[YOUR GOAL]:
Set down, exactly as written, the line containing "plank? Provide the bounding box." and all the lines that follow it to the end of the entries below, omitting every picture.

Stored entries
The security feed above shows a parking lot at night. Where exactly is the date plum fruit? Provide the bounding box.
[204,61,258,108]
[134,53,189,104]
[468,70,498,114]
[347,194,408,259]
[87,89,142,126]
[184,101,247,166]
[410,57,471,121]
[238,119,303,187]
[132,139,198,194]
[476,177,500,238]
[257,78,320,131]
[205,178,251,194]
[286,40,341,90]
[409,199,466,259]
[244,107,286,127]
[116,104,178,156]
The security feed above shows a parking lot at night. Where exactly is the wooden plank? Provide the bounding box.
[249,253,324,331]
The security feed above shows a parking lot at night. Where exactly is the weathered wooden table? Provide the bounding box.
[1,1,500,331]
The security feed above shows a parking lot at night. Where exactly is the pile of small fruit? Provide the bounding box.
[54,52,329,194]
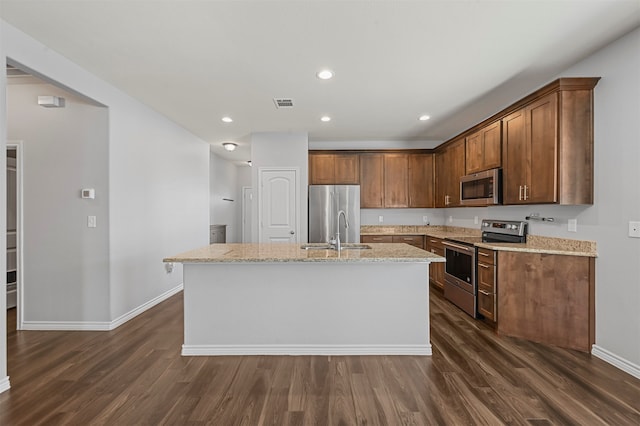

[RESPONSE]:
The security feed above shows a parking lot at night. Where exactly is the wooden plank? Provide the bounding box.
[249,253,324,331]
The security feed above shows a parking lot at night. Where exactly is the weathered wooden table? Provide the bounding box.
[1,1,500,331]
The security feed above shows a parking lot at night. Where exactly is the pile of small fruit? Provide the bounding box.
[54,52,329,194]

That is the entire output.